[Data excerpts]
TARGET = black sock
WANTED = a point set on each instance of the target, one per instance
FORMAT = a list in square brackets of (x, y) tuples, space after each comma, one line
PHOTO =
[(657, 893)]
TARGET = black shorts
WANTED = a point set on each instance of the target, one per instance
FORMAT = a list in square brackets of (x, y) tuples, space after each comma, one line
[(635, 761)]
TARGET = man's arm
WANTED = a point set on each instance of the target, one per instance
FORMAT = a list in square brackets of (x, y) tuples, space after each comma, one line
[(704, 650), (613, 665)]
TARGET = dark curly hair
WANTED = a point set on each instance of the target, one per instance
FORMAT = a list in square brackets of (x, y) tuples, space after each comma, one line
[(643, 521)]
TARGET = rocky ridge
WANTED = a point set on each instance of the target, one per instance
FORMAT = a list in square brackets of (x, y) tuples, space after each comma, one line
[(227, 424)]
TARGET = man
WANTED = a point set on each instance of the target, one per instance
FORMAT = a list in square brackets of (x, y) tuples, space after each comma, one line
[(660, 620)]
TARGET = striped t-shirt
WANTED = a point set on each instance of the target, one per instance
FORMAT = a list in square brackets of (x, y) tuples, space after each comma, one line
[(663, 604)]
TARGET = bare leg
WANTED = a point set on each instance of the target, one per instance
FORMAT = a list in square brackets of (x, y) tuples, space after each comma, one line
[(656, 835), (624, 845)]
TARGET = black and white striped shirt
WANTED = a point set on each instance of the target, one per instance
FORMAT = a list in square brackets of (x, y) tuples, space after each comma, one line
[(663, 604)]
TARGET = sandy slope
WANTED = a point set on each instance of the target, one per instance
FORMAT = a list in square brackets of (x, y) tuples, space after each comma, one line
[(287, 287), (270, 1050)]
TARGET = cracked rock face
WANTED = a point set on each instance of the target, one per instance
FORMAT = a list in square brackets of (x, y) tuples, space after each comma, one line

DIRECTIONS FOR THIS TASK: Copy every line from the data that includes the string "shirt".

ANSWER SPACE:
TARGET = striped t-shirt
TARGET = black and white striped shirt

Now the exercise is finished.